**EXTRAIT DU TEXTE**
☆ ☆ ☆ ☆ ☆ ☆ ☆

«On a une télévision d’hommes blancs de plus de 50 ans et ça, il va falloir que cela change.»
Avec Delphine Ernotte, le ton était donné dès le départ. Dans une interview à Europe 1 en septembre 2015, soit quelques semaines à peine après sa nomination, la présidente de France Télévisions annonçait la couleur.
Depuis cette déclaration d’intention, celle qui vient tout juste d’être élue à la présidence de l’Union européenne de radio-télévision a fait le tri dans les rangs du groupe télévisuel: les animateurs Julien Lepers, Philippe Verdier, Frédéric Taddeï, David Pujadas et Tex ont été évincés sans ménagement du service public. Ce dernier s’en était d’ailleurs plaint ouvertement en août à Nicolas Sarkozy: quatre ans après son départ du groupe, la pilule n’était toujours pas passée.
Pourtant, même une motion de défiance adoptée à 84% des voix en décembre 2017 n’avait pas empêché Delphine Ernotte d’être la première dirigeante de France Télévisions reconduite à son poste, en juillet dernier.
Dans une interview au Monde donnée ce lundi 16 novembre, celle-ci a dessiné les grandes lignes de ce second mandat et pointé du doigt la «distorsion trop grande entre la réalité et sa représentation à la télévision».

☆ ☆ ☆ ☆ ☆ ☆ ☆

**DONNÉES AFFICHÉES**
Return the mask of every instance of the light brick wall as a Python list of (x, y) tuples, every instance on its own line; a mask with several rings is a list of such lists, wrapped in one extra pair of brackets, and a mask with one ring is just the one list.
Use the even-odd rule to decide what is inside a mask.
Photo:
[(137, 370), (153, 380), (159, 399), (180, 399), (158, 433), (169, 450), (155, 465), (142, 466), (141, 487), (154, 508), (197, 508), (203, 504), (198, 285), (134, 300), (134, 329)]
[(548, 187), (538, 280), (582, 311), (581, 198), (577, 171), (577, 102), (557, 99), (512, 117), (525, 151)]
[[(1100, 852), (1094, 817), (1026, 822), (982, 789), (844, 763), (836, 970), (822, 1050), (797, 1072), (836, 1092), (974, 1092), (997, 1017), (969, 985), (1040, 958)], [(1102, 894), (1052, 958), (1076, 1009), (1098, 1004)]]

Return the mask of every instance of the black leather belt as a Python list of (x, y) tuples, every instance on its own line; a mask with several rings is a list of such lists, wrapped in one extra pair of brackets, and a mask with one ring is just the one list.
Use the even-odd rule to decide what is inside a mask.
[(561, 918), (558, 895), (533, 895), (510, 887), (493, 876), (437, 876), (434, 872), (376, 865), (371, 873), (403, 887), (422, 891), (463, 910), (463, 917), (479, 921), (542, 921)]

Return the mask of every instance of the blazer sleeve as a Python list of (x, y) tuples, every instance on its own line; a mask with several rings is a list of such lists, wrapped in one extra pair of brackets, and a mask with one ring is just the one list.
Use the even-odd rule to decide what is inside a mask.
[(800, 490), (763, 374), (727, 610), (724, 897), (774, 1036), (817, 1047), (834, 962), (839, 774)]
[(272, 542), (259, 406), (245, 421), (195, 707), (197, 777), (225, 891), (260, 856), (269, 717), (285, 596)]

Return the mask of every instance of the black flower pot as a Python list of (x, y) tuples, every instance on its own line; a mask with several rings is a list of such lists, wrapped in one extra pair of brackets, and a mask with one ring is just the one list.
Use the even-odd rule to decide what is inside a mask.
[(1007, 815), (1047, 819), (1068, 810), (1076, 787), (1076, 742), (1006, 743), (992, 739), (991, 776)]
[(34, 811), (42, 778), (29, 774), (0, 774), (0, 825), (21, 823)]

☆ ☆ ☆ ☆ ☆ ☆ ☆

**CONSIGNE**
Recopiez fidèlement le passage de l'extrait sur Delphine Ernotte qui va de « Pourtant, même une » jusqu'à « en juillet dernier. » inclus.

**CORRIGÉ**
Pourtant, même une motion de défiance adoptée à 84% des voix en décembre 2017 n’avait pas empêché Delphine Ernotte d’être la première dirigeante de France Télévisions reconduite à son poste, en juillet dernier.